*Document text*:
* * * * * * * * *
Alistair Poore, a University of New South Wales associate professor, told The New York Times that there may have been greater numbers of them in the area than normal — perhaps caused by a large number of dead fish in the area. And Poore goes on to say that these animals are no different than the leeches and mosquitoes you’d find on land. They’re not fun, but they aren’t exactly life-threatening either.
This Was a Particularly Rare Incident
So why was does this case of sea flea bites seem so extreme? Walker-Smith suggests a few possibilities. First, the teen may have unknowingly stepped on or near a fish carcass where a swarm of fleas was already in feeding frenzy mode. Second, the water was very cold so the teen probably couldn’t feel the bites as they occurred. Lastly, the amphipods may have employed an anti-coagulant similar to the way leeches feed, causing a great deal of blood to flow.
* * * * * * * * *
*Input data*:
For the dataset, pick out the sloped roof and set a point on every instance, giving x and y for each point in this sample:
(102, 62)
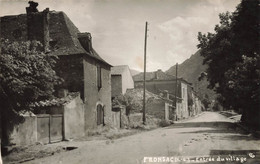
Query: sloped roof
(118, 70)
(63, 33)
(157, 75)
(56, 101)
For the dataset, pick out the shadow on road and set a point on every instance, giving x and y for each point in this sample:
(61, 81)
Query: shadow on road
(221, 125)
(234, 131)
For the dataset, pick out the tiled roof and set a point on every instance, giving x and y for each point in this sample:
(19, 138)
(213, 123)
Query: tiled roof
(157, 75)
(118, 70)
(63, 33)
(56, 101)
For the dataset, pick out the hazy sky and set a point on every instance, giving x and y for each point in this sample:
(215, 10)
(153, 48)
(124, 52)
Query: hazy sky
(117, 26)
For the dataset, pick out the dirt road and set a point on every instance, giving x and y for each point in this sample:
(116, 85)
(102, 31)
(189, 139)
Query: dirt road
(206, 138)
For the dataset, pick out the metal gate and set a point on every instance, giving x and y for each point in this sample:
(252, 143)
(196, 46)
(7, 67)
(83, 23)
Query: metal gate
(49, 128)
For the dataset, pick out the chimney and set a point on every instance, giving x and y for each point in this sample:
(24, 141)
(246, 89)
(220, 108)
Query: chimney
(157, 73)
(166, 93)
(38, 25)
(85, 40)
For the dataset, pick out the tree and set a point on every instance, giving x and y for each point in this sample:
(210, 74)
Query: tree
(26, 76)
(232, 56)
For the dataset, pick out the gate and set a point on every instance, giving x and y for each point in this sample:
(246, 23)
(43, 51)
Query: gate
(49, 128)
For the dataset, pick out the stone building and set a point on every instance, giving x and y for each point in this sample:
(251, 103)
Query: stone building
(158, 82)
(121, 80)
(82, 69)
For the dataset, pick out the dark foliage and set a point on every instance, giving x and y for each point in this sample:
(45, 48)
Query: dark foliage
(233, 57)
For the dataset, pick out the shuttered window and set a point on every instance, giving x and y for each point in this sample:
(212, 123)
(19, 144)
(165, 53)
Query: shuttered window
(100, 115)
(99, 77)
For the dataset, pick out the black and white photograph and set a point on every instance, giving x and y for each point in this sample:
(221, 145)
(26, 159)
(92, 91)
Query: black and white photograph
(130, 81)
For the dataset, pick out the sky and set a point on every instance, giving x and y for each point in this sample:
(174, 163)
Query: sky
(118, 26)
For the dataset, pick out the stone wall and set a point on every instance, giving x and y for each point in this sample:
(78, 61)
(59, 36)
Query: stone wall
(14, 28)
(94, 96)
(25, 133)
(127, 81)
(156, 108)
(116, 85)
(74, 122)
(70, 68)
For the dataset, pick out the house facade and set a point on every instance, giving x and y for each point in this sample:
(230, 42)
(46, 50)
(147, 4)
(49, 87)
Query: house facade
(80, 66)
(158, 82)
(121, 80)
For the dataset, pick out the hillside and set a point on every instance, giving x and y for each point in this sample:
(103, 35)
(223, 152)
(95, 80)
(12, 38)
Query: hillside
(190, 70)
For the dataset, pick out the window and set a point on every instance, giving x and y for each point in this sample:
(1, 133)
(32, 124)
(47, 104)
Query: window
(99, 79)
(100, 115)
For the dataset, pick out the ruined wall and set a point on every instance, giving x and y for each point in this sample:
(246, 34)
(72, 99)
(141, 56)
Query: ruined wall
(74, 122)
(94, 96)
(14, 28)
(116, 85)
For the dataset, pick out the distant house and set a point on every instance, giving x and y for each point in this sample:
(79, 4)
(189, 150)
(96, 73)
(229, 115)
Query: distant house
(158, 82)
(82, 69)
(121, 80)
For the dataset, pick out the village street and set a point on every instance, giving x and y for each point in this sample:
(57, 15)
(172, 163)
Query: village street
(208, 135)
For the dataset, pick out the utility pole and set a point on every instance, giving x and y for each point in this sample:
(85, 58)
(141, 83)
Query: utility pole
(176, 88)
(145, 42)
* * * * * * * * *
*Required work*: Please list every possibility Walker-Smith suggests in the sea flea text for why the case seemed so extreme. The records have no part in this.

*Task solution*:
- The teen may have unknowingly stepped on or near a fish carcass where a swarm of fleas was already in feeding frenzy mode.
- The water was very cold, so the teen probably couldn't feel the bites as they occurred.
- The amphipods may have employed an anti-coagulant similar to the way leeches feed, causing a great deal of blood to flow.